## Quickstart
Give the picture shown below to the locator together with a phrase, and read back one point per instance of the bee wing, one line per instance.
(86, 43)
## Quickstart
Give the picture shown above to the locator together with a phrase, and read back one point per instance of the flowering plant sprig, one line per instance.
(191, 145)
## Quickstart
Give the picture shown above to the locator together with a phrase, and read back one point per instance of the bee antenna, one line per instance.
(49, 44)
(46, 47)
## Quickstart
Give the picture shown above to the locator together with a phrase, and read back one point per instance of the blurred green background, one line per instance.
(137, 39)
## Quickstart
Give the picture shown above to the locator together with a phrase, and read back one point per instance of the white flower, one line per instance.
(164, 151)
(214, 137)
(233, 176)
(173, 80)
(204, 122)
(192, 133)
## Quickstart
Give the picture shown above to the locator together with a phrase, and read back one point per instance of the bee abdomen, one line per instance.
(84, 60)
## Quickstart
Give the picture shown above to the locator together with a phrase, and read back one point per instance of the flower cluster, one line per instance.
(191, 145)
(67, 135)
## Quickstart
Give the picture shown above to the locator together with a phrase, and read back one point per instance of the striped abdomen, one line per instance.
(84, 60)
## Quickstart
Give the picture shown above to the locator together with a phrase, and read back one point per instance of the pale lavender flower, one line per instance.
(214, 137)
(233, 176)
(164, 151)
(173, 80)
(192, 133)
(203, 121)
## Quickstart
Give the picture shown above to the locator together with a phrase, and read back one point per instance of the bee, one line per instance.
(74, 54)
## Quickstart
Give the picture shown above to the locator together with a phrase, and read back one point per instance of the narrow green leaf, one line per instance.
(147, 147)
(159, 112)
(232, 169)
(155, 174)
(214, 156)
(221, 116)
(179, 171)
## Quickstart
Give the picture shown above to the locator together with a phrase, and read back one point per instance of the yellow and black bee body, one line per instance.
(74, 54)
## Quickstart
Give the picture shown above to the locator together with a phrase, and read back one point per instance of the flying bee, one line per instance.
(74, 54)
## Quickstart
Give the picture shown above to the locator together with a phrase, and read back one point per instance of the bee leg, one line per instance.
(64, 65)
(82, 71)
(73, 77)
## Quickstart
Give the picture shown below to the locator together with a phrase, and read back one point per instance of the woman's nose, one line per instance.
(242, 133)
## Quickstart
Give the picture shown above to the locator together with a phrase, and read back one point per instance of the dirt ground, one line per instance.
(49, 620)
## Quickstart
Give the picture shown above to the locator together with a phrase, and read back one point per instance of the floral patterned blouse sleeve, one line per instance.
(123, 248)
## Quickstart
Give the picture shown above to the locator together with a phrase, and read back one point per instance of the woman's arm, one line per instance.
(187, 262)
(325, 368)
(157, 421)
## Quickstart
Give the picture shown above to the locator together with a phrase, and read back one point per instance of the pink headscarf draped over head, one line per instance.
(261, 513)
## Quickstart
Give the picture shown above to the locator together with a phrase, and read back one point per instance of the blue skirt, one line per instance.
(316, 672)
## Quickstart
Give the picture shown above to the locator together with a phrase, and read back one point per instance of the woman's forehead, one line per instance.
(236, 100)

==

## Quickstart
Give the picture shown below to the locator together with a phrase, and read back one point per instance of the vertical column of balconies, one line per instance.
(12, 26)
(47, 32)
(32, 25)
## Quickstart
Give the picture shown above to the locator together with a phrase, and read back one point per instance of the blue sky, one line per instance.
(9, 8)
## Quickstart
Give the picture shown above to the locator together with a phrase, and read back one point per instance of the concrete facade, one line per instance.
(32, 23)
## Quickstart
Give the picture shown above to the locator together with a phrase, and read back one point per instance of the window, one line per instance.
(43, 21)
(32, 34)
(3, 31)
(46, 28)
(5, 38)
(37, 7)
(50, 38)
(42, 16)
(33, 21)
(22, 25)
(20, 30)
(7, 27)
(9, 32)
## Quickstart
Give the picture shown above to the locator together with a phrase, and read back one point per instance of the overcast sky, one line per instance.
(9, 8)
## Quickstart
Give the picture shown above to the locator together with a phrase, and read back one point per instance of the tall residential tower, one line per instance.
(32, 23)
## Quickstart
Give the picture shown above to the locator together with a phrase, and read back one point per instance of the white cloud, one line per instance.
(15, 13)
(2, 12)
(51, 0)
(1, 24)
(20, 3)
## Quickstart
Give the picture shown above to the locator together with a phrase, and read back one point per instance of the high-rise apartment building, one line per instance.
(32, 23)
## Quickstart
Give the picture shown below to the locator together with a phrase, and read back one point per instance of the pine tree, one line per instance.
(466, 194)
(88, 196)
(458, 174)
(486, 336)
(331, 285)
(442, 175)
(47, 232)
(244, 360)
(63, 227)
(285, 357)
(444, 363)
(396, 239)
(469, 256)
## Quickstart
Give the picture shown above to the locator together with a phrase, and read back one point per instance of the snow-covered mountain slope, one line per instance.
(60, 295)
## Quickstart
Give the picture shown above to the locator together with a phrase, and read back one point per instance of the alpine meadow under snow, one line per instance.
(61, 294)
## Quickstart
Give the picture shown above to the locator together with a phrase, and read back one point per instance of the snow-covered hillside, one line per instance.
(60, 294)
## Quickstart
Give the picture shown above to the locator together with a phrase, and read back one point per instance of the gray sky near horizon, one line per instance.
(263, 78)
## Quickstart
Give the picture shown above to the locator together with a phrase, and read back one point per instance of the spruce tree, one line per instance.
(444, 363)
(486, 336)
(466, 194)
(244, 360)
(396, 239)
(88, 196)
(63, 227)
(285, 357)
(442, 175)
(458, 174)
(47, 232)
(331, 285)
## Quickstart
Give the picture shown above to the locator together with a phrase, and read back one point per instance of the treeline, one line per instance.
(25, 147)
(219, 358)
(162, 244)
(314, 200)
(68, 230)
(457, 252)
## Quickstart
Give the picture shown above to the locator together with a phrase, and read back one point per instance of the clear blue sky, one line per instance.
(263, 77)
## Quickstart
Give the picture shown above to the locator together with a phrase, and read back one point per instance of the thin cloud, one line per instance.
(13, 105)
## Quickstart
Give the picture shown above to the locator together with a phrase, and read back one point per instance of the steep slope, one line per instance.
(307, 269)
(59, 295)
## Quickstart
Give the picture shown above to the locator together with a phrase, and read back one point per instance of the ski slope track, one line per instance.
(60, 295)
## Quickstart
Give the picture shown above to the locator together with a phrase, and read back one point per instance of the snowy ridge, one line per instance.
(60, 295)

The request: Please pick out each line in the material above that contains the word "slope" and copy those lines.

Reply:
Give the picture shown above to the locator together with a phrase, and read back one point per instance of the snow-covered mountain slope, one line per instance.
Give the picture shown above to the locator together with a phrase, and read back one point per instance of the steep slope, one line per instance.
Give the picture shown above to the locator together with a phrase, and read back one point per instance of the ski slope track, one line per instance.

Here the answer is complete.